§ **Requirement**
Write out a passage of the blog post on adaptive tools for change exactly as it reads, beginning at the words that have "August 1, 2016" and stopping after "more adaptive approaches.".
---------- Text under study ----------
Net Work: “Soft” Tools for Real Change

August 1, 2016 7 Comments

I recently re-read portions of Limits to Growth: The 30 Year Update by Donella Meadows, Jorgen Randers and Dennis Meadows. This second update to the original 1972 report from the Club of Rome affirms that current business-as-usual resource usage globally has our socioeconomic systems headed toward collapse shortly after the year 2050. The update reiterates the necessity of taking the impending crisis seriously and mobilizing quickly to adopt strategies such as:

While all of this serves as a strong wake-up (or stay awake) call, what most caught my attention was the concluding chapter, where the authors move from discussion of the technical fixes required to get us on the right track to a serious appeal to more adaptive approaches.

birds in flight

The authors write:

We would like to con­clude by mentioning five other tools we have found helpful. We introduced and discussed this list for the first time in our 1992 book [Beyond the Limits: Confronting Global Collapse, Envisioning a Sustainable Future]. Our experience since then has affirmed that these five tools are not optional; they are essen­tial characteristics for any society that hopes to survive over the long term. We present them here again in our concluding chapter “not as the ways to work toward sustainability, but as some ways.”
---------- Available data ----------
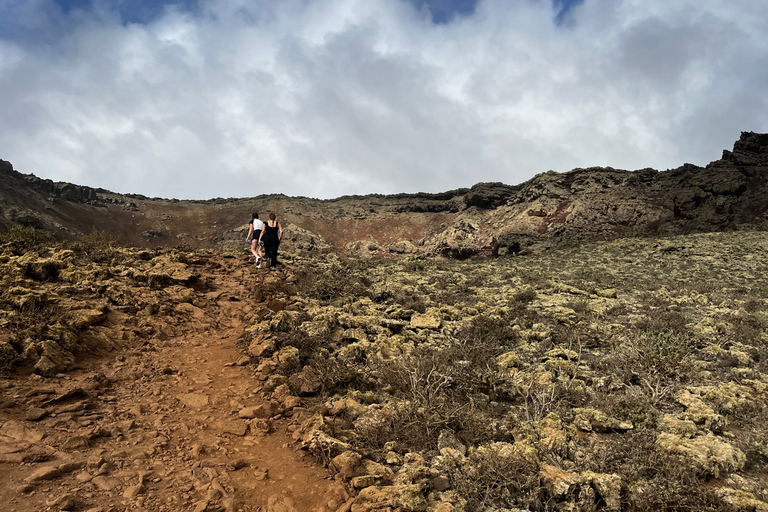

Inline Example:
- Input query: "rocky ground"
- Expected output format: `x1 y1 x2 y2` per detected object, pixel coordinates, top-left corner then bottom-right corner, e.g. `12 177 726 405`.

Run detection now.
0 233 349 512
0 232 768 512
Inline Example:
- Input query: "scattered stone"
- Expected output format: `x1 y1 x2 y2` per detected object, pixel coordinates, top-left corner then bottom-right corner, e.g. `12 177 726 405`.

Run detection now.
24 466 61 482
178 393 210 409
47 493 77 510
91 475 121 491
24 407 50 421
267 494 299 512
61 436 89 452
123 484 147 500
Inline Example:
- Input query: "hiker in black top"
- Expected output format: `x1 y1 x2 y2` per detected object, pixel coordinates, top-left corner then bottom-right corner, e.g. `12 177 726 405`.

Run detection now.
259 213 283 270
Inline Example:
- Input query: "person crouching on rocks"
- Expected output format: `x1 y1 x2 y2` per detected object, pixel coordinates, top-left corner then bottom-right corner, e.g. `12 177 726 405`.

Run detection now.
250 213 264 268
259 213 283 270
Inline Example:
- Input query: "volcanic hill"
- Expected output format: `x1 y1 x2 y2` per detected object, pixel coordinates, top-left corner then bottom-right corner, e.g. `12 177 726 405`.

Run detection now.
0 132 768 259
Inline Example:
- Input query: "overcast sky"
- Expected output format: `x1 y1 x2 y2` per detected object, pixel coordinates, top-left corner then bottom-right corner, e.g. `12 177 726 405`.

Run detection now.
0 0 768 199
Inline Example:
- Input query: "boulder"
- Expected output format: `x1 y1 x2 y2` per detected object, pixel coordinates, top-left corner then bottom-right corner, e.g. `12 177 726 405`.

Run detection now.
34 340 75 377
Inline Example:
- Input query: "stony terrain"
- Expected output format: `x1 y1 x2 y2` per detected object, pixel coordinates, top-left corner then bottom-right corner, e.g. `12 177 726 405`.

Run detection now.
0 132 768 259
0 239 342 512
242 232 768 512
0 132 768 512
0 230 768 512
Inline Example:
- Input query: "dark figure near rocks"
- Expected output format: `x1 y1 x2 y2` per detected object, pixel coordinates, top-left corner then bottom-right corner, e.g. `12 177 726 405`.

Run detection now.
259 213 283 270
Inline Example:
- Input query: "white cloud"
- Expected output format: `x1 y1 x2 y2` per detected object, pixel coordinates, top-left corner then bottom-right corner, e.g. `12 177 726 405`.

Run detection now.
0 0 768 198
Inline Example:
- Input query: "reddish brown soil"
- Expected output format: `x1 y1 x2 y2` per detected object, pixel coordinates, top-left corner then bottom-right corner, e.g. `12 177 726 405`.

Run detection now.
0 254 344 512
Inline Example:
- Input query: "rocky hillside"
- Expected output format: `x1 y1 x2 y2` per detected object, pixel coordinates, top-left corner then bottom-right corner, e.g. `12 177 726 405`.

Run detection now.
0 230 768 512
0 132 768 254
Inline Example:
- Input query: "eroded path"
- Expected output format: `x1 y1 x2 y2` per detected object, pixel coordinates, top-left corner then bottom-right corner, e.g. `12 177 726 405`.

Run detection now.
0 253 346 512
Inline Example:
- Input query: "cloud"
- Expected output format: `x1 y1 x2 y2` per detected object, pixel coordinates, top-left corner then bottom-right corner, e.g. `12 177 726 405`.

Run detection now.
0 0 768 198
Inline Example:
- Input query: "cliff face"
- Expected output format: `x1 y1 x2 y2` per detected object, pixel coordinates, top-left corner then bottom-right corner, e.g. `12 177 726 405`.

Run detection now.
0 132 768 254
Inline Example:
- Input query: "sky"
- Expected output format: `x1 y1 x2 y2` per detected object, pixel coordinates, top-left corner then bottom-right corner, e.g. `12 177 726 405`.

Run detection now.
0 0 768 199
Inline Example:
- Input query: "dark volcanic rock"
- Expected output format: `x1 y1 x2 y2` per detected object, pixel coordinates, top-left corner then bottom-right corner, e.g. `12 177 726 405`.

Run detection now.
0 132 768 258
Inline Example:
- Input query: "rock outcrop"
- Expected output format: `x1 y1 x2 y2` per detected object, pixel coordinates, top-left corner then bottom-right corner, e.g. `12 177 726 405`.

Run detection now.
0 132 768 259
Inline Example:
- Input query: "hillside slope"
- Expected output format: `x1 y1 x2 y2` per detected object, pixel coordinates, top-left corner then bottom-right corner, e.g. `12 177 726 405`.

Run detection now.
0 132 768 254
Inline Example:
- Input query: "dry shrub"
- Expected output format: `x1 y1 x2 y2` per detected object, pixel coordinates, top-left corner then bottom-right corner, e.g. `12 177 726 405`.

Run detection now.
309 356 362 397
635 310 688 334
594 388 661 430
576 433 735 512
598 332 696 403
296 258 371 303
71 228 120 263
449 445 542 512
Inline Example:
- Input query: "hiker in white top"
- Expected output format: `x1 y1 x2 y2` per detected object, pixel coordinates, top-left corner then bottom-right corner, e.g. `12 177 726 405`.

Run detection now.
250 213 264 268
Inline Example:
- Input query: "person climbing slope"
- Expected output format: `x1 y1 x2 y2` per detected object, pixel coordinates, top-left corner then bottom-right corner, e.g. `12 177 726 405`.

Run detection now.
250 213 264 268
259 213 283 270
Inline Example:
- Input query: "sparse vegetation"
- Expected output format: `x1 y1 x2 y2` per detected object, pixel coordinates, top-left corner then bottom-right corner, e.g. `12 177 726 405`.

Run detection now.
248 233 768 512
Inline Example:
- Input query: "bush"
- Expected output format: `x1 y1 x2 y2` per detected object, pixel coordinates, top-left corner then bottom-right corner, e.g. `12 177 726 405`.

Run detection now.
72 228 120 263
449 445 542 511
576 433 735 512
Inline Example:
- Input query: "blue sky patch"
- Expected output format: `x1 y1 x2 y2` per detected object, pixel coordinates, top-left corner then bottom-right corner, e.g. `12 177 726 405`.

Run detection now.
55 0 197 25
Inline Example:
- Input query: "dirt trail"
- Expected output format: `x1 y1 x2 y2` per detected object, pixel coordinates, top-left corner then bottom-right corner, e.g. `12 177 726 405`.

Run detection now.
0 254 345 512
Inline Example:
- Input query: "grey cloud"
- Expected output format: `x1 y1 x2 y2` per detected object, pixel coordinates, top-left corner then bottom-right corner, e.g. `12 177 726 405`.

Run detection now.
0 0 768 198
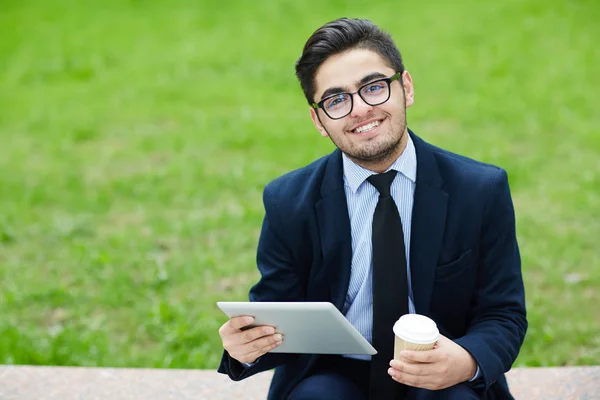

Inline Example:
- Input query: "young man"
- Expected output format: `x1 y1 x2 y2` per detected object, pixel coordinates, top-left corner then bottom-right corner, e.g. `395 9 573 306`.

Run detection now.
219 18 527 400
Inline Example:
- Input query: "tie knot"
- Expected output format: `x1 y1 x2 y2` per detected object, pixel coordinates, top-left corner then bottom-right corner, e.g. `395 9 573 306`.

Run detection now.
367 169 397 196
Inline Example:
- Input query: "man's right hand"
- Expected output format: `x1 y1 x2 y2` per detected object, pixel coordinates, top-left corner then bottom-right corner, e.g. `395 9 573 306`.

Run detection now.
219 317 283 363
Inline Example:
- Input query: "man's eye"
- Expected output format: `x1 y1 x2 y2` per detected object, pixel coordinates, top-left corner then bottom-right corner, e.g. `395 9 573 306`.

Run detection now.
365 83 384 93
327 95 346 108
----------
---------- Available data ----------
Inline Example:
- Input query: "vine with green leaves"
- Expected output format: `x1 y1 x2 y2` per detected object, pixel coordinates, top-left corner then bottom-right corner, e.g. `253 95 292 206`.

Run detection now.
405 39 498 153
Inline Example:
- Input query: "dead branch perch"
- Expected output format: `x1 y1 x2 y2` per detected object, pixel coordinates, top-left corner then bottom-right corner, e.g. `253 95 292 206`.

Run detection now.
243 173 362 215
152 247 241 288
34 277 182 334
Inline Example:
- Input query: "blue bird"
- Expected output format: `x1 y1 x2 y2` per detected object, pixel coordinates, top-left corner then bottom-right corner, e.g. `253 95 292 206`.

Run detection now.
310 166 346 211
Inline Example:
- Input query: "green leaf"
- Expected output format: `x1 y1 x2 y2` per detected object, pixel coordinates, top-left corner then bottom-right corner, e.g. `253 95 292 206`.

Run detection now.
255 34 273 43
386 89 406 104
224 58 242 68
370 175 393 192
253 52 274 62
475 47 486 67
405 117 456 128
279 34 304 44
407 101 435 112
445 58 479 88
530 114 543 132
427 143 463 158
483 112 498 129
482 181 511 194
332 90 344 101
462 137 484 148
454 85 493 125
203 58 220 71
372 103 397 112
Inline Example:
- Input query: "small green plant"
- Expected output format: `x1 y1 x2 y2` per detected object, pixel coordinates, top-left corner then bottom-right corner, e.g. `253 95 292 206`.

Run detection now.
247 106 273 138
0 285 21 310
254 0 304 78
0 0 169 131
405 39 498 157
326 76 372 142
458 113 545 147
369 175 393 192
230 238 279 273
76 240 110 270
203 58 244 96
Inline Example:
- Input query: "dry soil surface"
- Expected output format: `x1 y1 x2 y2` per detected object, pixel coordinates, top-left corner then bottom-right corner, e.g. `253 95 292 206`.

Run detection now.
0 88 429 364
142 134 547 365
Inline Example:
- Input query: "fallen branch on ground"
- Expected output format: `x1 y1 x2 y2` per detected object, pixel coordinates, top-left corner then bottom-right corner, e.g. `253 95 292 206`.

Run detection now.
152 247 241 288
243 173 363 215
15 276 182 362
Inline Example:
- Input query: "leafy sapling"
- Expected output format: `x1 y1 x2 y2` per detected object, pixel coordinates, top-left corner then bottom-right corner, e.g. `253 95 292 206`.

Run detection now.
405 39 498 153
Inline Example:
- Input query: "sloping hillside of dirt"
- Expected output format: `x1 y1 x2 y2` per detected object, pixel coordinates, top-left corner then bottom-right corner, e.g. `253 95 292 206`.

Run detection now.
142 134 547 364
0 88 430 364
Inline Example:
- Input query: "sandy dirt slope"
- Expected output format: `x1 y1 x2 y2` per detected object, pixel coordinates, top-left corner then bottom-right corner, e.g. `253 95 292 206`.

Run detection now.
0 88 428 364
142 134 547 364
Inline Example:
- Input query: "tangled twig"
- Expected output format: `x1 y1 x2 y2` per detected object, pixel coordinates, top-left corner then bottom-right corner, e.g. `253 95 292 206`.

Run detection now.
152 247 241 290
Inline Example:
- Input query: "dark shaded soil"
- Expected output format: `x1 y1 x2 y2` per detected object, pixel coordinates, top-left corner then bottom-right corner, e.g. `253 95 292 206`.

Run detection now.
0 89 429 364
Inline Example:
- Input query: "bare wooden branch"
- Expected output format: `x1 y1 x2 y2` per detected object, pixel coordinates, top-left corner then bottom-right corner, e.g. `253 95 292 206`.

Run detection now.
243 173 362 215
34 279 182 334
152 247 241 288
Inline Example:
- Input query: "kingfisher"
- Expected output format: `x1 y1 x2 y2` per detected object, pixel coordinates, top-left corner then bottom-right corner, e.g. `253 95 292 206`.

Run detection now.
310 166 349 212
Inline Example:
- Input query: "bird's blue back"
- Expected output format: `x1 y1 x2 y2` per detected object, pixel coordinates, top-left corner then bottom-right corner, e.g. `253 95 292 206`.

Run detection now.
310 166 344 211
----------
§ **Your response**
August 1, 2016 7 Comments

I recently re-read portions of Limits to Growth: The 30 Year Update by Donella Meadows, Jorgen Randers and Dennis Meadows. This second update to the original 1972 report from the Club of Rome affirms that current business-as-usual resource usage globally has our socioeconomic systems headed toward collapse shortly after the year 2050. The update reiterates the necessity of taking the impending crisis seriously and mobilizing quickly to adopt strategies such as:

While all of this serves as a strong wake-up (or stay awake) call, what most caught my attention was the concluding chapter, where the authors move from discussion of the technical fixes required to get us on the right track to a serious appeal to more adaptive approaches.